[Location labeling records]

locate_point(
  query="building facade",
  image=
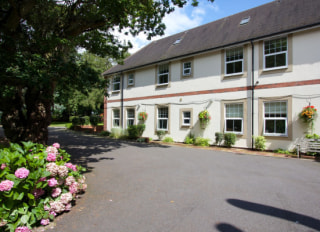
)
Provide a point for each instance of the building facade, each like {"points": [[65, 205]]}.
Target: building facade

▸ **EXERCISE REQUIREMENTS**
Copy out the rows above line for line, omitting the pictures.

▸ **EXERCISE RESPONSE**
locate_point(
  query="building facade",
  image=
)
Provide a point for each instance of the building facade, each like {"points": [[65, 205]]}.
Target: building facade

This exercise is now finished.